* begin Provided data *

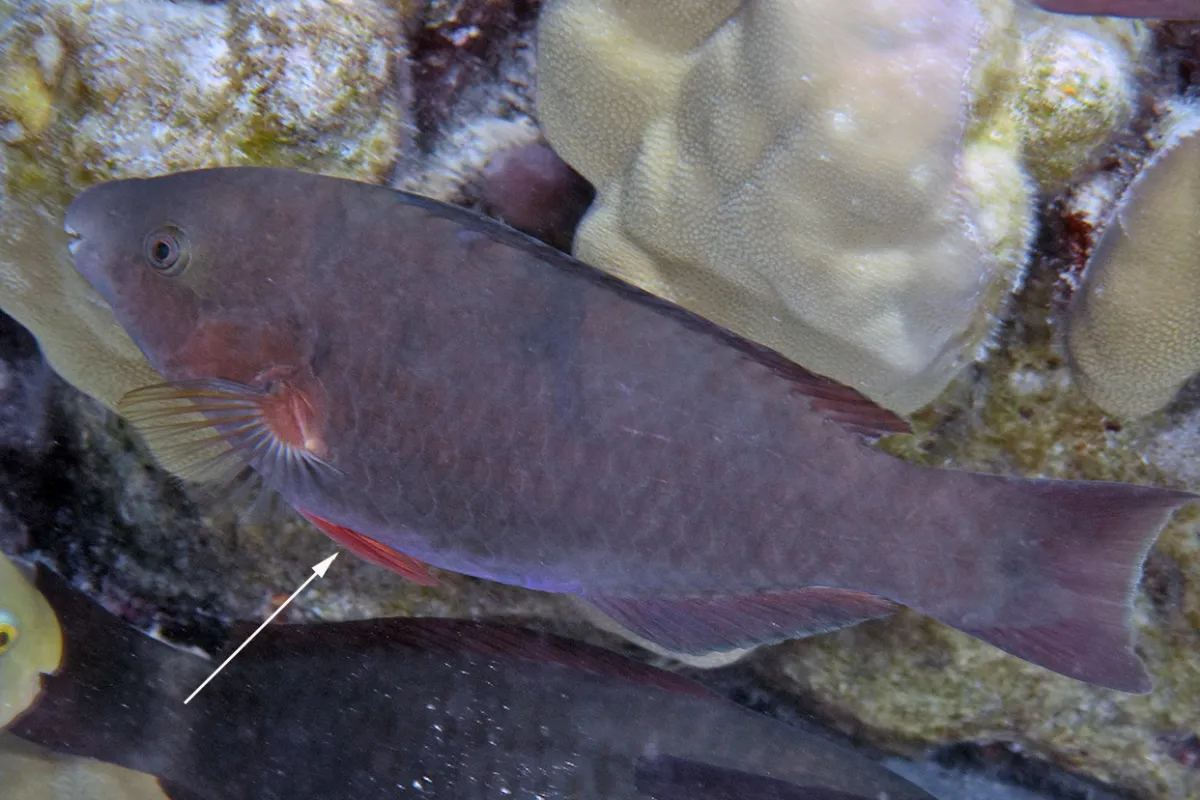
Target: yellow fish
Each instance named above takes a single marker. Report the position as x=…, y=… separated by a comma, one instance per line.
x=30, y=641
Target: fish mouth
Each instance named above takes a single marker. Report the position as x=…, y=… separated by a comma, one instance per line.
x=73, y=238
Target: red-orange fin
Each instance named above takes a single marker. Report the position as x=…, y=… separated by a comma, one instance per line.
x=211, y=428
x=712, y=623
x=376, y=552
x=834, y=401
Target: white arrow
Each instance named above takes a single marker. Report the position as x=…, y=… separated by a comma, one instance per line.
x=318, y=572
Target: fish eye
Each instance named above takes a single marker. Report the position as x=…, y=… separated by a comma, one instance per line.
x=166, y=250
x=7, y=636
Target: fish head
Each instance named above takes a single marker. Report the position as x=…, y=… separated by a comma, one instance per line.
x=196, y=266
x=30, y=641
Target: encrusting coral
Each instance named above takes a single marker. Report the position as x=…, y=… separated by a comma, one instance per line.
x=795, y=172
x=1134, y=326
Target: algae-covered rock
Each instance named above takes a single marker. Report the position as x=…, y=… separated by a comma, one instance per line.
x=910, y=683
x=1077, y=92
x=31, y=773
x=1134, y=326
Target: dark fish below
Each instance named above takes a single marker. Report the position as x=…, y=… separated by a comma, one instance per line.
x=431, y=386
x=430, y=708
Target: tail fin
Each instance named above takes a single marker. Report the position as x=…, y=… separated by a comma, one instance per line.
x=1075, y=567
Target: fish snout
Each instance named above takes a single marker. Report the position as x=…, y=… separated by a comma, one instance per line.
x=87, y=262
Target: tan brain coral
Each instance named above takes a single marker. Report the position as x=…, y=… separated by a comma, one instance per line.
x=793, y=170
x=1134, y=328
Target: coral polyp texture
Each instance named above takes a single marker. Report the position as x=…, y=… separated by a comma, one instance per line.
x=1078, y=91
x=1134, y=326
x=795, y=170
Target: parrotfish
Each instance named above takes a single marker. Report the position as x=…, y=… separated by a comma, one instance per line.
x=433, y=388
x=30, y=641
x=431, y=708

* end Provided data *

• Stated exercise:
Your task is to write out the lines from the one with "Target: tan brain coral" through the end of the records, exactly and with nothing added.

• Task output:
Target: tan brain coral
Each instance named above takes a single marker. Report the position as x=…, y=… separated by a comma, one instance per line.
x=793, y=170
x=1134, y=328
Target: coral polyp texture
Each instance named above takes a single marker. Report the position as x=…, y=… separated by a comma, one instance per line.
x=1078, y=91
x=1134, y=326
x=795, y=170
Target: parrotfish
Each instance named above takes a single marker. Report the position as x=…, y=… separated by a comma, one instance per line.
x=433, y=388
x=30, y=641
x=431, y=708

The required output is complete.